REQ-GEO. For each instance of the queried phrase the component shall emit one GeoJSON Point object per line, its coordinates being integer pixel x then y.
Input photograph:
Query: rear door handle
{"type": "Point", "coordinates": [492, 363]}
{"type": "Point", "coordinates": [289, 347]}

● **Task instructions**:
Convert the material above into a JSON list of strings, one string per line, omitting blank lines.

● **The solution**:
[
  "REQ-GEO. For each instance of the queried phrase the component shall emit one GeoJSON Point object per line, its coordinates being integer pixel x then y.",
  "Input photograph:",
  "Query: rear door handle",
  "{\"type\": \"Point\", \"coordinates\": [492, 363]}",
  "{\"type\": \"Point\", \"coordinates\": [289, 347]}"
]